• **Source document**:
Saturday, October 18, 2014

0 Margaux Froley, author of HERO COMPLEX, on falling into research wormholes, and needing to write crappy chapters.

What is your favorite thing about HERO COMPLEX?

The thing that surprised me about HERO COMPLEX was the historical backstory I got to play with. I knew I wanted to dig into the origins of the Keaton School and the infamous Mr. Keaton, but I ended up getting really immersed in American life during WWII, particularly in California, which led me down a research vortex of the Japanese Internment camps and the forced internment of Japanese American citizens after Pearl Harbor. Our own President ordered the forced internment of any citizen with Japanese roots. People had to give up their houses, their businesses, their pets, their belongings, and some even their lives in a very thuggish attempt at American safety during WWII. 

It seems like a very unthinkable act that could never happen today, but this happened in our recent history. I wanted to bring some of that to light and I really enjoyed weaving real history in with my imaginary Keaton School.

Also, on a totally separate note, I loved getting Devon and her friends off the Keaton campus and having them run around and play in Berkeley and San Francisco. Opening up their world a little bit was a fun way to try to keep everyone fresh.

• **Description of the task**: In the interview, which two places does the author say she sent Devon and her friends to run around and play? The records that come next are separate material and have nothing to do with the interview above.

• **Provided records**:
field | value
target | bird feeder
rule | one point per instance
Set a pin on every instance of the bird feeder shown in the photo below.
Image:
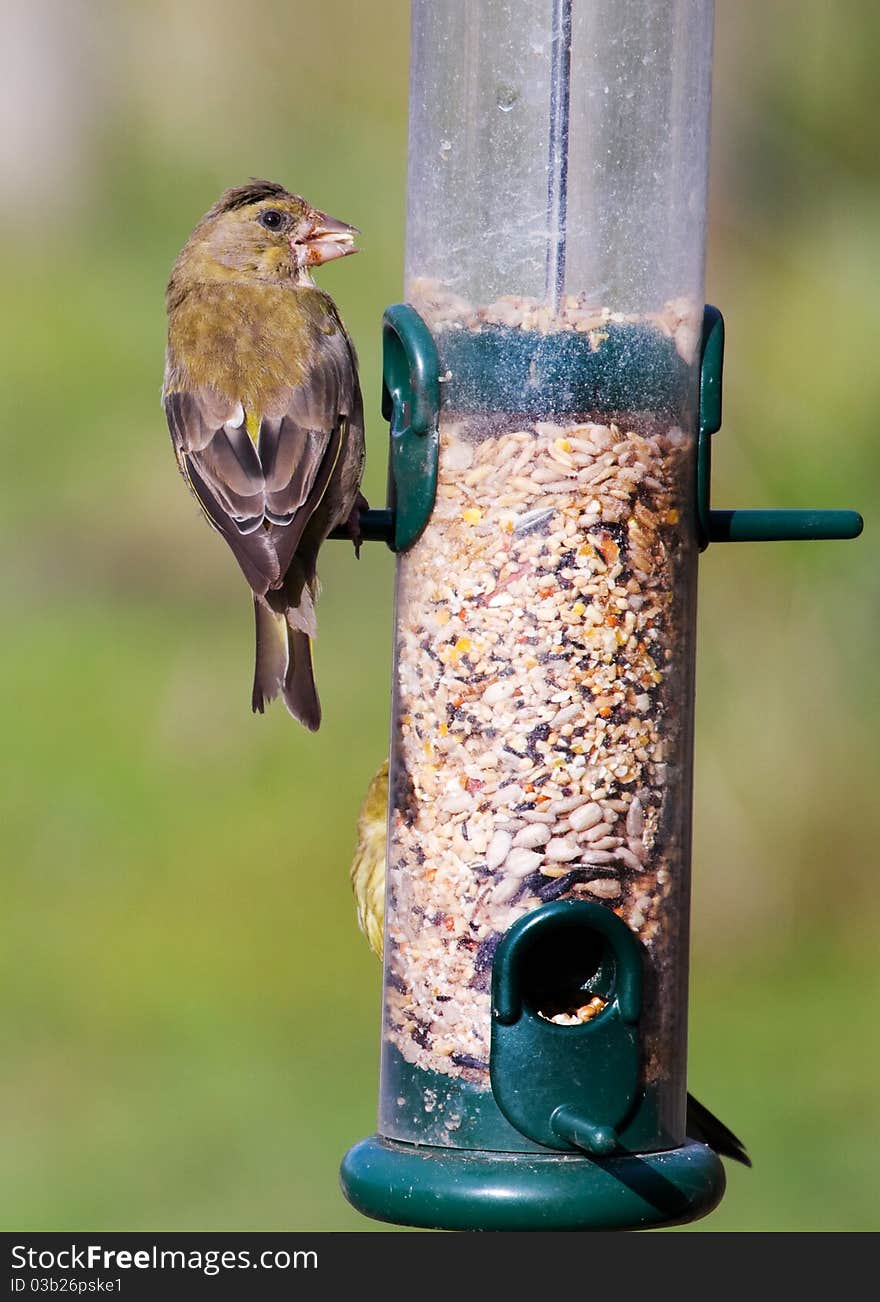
(552, 384)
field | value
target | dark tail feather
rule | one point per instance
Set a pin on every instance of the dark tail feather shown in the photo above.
(298, 688)
(704, 1125)
(271, 659)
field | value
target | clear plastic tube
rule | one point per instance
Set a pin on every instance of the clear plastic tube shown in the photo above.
(543, 684)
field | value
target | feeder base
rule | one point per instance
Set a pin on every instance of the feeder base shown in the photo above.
(461, 1189)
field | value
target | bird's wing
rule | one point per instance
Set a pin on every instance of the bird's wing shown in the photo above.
(280, 479)
(300, 444)
(219, 462)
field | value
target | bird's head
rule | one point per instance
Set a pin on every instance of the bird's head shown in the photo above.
(263, 232)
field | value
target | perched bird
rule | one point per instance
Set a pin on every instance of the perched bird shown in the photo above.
(369, 886)
(264, 410)
(369, 862)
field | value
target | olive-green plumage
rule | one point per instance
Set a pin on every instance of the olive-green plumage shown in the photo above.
(264, 410)
(369, 884)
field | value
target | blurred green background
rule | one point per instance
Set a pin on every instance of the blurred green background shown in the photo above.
(189, 1012)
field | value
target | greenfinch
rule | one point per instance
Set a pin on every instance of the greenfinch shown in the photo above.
(264, 412)
(369, 884)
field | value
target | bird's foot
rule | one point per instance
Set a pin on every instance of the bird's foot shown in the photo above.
(353, 524)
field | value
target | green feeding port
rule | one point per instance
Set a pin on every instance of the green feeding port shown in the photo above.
(566, 1000)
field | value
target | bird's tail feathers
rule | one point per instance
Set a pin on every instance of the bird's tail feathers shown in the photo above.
(302, 616)
(707, 1128)
(283, 664)
(298, 689)
(271, 658)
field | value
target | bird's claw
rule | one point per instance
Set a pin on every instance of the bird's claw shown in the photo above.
(353, 524)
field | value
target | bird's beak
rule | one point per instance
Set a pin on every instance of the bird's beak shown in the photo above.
(327, 238)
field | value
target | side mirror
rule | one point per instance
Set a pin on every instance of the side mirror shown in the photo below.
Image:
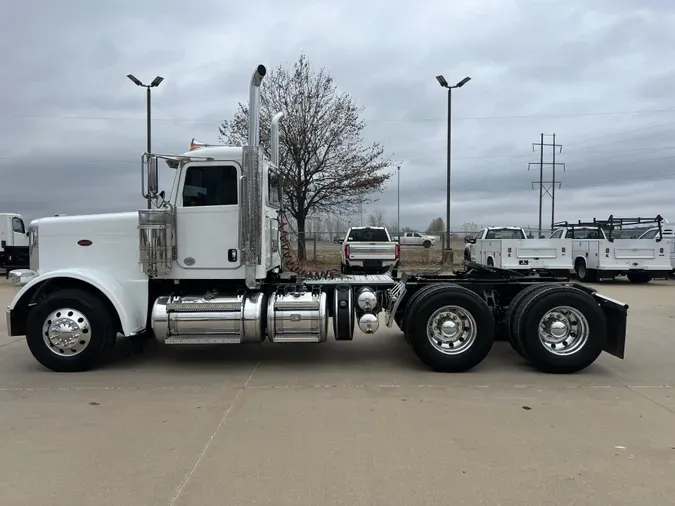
(153, 176)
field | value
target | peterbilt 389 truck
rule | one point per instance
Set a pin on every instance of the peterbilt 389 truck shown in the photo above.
(209, 263)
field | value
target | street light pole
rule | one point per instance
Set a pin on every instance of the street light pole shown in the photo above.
(398, 205)
(155, 82)
(447, 253)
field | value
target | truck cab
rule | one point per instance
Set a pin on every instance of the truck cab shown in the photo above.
(599, 254)
(510, 248)
(12, 236)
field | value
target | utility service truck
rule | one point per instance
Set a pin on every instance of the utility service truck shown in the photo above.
(510, 248)
(207, 264)
(599, 255)
(668, 232)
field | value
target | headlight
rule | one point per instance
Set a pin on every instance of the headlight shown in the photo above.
(33, 247)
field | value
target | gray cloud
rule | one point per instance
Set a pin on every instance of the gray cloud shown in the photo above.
(73, 127)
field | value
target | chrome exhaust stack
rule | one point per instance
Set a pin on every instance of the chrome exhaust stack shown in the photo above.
(254, 106)
(274, 134)
(251, 186)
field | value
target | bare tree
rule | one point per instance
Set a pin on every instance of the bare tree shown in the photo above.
(376, 219)
(437, 226)
(469, 226)
(325, 164)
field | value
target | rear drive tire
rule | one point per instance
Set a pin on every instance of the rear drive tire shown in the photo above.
(407, 312)
(560, 329)
(71, 330)
(451, 329)
(509, 320)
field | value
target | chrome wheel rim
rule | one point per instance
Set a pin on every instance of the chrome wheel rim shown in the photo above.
(452, 330)
(66, 332)
(563, 330)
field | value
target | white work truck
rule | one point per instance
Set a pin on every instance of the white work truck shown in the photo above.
(13, 239)
(370, 250)
(599, 255)
(510, 248)
(205, 265)
(416, 239)
(668, 232)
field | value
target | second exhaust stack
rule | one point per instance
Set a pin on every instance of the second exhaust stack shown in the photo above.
(254, 106)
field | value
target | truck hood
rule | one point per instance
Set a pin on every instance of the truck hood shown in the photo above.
(94, 240)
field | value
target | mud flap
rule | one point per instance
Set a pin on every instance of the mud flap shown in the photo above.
(616, 313)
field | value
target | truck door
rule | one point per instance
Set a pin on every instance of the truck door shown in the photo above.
(207, 216)
(19, 237)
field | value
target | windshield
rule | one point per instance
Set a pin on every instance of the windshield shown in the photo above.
(505, 233)
(368, 235)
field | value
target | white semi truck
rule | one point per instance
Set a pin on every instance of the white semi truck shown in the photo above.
(205, 264)
(13, 240)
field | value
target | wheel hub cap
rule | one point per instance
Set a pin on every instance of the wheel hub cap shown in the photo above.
(66, 332)
(451, 330)
(563, 330)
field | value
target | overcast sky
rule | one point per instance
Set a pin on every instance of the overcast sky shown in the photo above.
(597, 73)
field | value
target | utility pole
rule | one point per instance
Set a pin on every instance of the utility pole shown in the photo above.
(447, 253)
(547, 187)
(155, 82)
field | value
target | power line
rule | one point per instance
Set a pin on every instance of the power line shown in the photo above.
(546, 186)
(372, 120)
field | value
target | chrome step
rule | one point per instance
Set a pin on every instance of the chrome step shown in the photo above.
(202, 340)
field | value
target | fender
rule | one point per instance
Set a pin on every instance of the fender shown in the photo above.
(130, 299)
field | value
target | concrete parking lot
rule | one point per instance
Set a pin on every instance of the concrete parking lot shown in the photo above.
(360, 423)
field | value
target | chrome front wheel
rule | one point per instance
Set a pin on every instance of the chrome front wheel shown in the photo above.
(67, 332)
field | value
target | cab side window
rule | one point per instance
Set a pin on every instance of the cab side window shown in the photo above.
(17, 225)
(210, 186)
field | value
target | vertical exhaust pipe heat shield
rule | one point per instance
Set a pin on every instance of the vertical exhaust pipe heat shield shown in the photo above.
(254, 106)
(274, 134)
(251, 201)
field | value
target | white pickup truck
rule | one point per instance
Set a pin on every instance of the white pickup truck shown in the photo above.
(598, 255)
(510, 248)
(415, 239)
(369, 249)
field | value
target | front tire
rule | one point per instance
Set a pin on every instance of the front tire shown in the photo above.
(450, 328)
(71, 330)
(509, 319)
(560, 329)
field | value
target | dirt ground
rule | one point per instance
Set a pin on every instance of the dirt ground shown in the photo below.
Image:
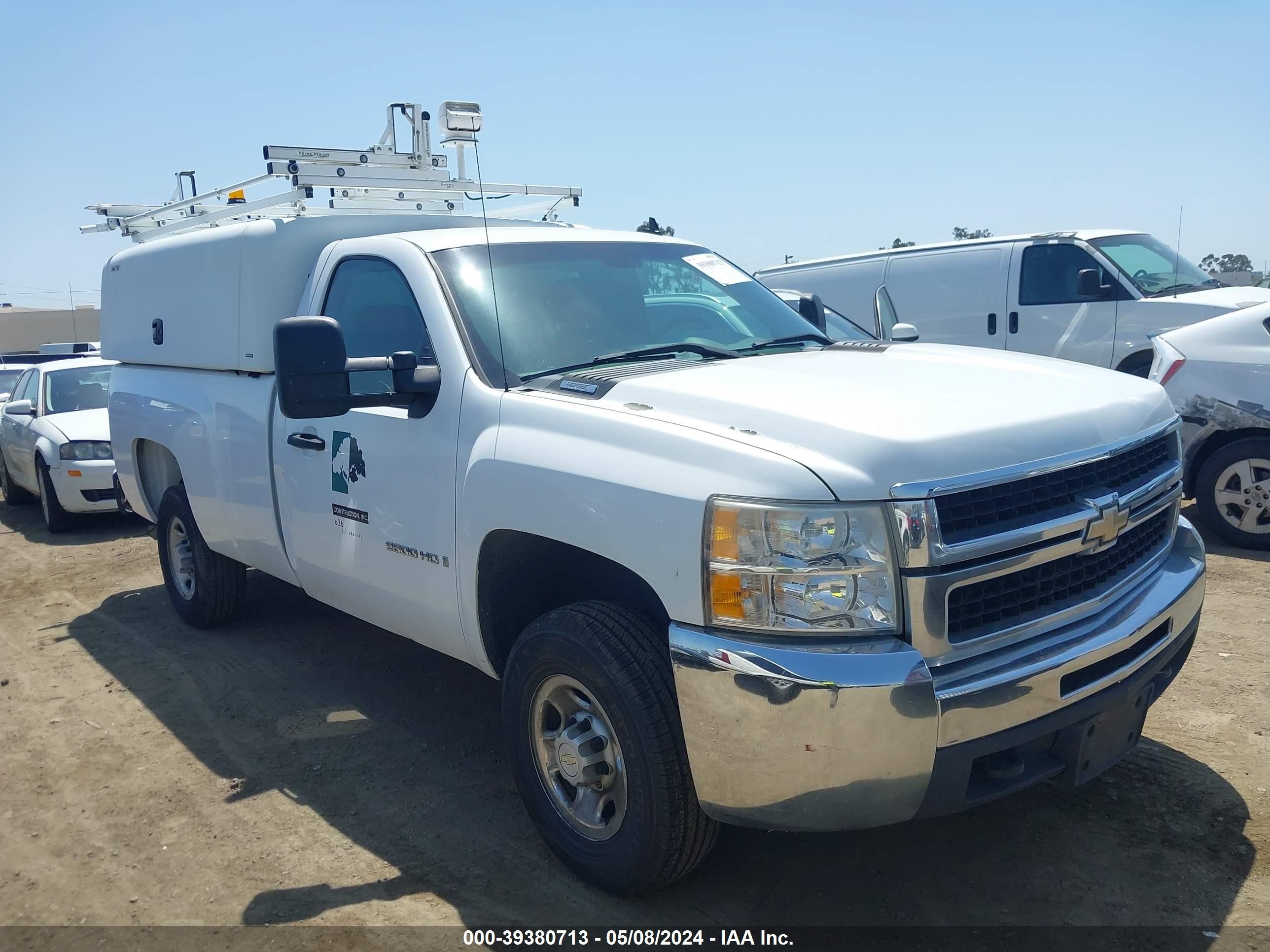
(303, 767)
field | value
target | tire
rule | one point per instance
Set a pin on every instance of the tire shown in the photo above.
(13, 493)
(1137, 365)
(623, 666)
(56, 519)
(1218, 476)
(206, 588)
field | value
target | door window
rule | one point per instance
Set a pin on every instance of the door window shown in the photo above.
(1048, 274)
(379, 315)
(30, 387)
(18, 385)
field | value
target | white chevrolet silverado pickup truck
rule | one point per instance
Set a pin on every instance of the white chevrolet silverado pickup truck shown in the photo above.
(728, 570)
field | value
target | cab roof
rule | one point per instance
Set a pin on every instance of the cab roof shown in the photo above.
(73, 362)
(439, 239)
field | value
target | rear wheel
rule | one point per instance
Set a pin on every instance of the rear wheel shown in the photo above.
(13, 493)
(594, 730)
(1233, 492)
(205, 587)
(56, 519)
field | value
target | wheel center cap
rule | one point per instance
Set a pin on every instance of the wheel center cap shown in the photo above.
(568, 757)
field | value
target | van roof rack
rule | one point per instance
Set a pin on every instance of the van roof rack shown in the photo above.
(389, 177)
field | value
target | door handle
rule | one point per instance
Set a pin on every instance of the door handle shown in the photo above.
(307, 441)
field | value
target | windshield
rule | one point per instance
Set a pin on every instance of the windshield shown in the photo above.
(565, 303)
(1152, 266)
(79, 389)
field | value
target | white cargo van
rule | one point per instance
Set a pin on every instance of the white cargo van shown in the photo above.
(727, 569)
(1090, 296)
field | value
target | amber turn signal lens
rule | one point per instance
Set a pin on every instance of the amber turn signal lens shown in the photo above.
(723, 536)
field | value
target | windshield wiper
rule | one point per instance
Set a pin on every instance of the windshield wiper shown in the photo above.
(657, 351)
(790, 340)
(1172, 289)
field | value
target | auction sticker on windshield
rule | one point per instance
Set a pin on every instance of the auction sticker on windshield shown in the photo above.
(717, 270)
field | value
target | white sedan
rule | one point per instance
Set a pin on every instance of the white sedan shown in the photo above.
(55, 440)
(1217, 374)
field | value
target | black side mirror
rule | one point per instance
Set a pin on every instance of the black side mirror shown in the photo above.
(1089, 285)
(313, 366)
(813, 310)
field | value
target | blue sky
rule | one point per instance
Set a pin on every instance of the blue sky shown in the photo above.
(759, 130)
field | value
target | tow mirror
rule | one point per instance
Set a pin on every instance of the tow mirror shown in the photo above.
(813, 310)
(1089, 283)
(313, 369)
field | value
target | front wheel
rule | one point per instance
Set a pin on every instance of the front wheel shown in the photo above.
(56, 519)
(13, 493)
(1233, 492)
(205, 587)
(592, 725)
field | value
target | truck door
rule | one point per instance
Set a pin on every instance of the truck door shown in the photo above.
(367, 499)
(1047, 316)
(953, 296)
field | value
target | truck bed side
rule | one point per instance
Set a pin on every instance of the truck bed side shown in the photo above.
(212, 432)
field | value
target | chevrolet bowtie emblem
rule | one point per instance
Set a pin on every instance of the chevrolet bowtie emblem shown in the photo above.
(1103, 530)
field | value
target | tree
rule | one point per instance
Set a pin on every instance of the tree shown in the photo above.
(1226, 263)
(652, 228)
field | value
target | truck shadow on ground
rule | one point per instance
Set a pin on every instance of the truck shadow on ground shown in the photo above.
(398, 748)
(87, 528)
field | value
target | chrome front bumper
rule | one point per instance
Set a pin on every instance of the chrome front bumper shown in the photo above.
(844, 735)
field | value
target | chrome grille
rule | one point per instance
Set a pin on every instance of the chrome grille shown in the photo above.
(1028, 552)
(980, 512)
(1051, 587)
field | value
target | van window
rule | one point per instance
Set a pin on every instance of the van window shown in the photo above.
(1048, 274)
(79, 389)
(847, 287)
(954, 289)
(8, 378)
(379, 315)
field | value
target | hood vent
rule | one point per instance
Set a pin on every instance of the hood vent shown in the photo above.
(621, 371)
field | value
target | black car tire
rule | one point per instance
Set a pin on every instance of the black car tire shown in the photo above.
(624, 663)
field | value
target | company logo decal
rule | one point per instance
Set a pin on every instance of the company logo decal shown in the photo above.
(347, 465)
(346, 512)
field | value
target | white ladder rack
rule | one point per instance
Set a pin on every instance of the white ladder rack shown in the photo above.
(379, 179)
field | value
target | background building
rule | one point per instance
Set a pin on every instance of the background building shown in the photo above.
(25, 329)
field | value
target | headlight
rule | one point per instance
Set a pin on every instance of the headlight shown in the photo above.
(808, 568)
(85, 450)
(1166, 362)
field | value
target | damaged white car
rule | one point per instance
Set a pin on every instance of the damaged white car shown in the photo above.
(1217, 374)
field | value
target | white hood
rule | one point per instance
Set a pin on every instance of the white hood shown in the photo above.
(82, 424)
(1229, 298)
(865, 420)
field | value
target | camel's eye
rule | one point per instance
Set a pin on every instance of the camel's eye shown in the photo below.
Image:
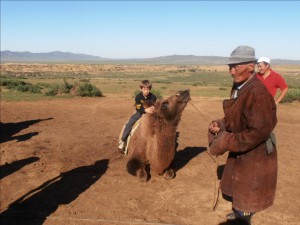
(165, 105)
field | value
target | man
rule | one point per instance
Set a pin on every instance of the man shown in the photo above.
(250, 173)
(271, 79)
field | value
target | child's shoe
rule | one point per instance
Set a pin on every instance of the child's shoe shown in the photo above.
(121, 146)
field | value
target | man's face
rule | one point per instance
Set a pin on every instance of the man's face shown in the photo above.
(240, 72)
(145, 91)
(262, 67)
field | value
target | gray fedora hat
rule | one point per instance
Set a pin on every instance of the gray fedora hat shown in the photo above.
(242, 54)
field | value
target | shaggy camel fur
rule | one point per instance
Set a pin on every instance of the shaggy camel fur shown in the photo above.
(153, 143)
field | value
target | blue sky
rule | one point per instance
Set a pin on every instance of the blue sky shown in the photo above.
(142, 29)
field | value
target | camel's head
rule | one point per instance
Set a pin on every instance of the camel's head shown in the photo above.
(171, 108)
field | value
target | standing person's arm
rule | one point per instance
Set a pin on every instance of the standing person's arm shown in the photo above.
(281, 96)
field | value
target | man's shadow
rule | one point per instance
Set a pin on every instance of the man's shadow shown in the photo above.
(10, 168)
(34, 207)
(7, 130)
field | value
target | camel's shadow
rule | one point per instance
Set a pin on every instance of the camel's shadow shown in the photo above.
(182, 157)
(34, 207)
(10, 168)
(8, 130)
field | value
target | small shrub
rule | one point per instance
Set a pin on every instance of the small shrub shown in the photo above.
(88, 90)
(52, 90)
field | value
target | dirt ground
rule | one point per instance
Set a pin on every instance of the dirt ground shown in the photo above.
(60, 165)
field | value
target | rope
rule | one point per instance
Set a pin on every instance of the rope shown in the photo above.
(216, 189)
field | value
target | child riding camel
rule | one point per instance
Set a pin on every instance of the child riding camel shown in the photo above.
(144, 96)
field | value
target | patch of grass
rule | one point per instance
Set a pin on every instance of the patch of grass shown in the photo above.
(88, 90)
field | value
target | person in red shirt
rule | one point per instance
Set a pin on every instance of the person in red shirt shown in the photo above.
(272, 80)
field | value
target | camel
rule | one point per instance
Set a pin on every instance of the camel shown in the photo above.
(152, 145)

• **Solution to this problem**: Berkeley and San Francisco.